» Task statement: Output the records again verbatim.

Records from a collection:
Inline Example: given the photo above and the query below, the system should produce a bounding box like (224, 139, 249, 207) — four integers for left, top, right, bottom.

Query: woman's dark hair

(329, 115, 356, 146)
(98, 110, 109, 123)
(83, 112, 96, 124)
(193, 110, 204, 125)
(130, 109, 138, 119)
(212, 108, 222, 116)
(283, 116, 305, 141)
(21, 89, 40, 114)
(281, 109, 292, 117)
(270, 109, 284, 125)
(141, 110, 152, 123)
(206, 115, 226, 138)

» Answer for the task:
Inline Example: given the photo above and the query below, the system should produce a bounding box like (224, 139, 249, 207) — four integers for left, top, right, bottom.

Query: woman's dark hair

(329, 115, 356, 146)
(98, 110, 109, 123)
(83, 112, 96, 124)
(193, 110, 204, 125)
(130, 109, 138, 119)
(212, 108, 222, 116)
(283, 116, 305, 141)
(21, 89, 40, 114)
(281, 109, 292, 117)
(270, 109, 284, 125)
(141, 110, 152, 123)
(206, 115, 226, 138)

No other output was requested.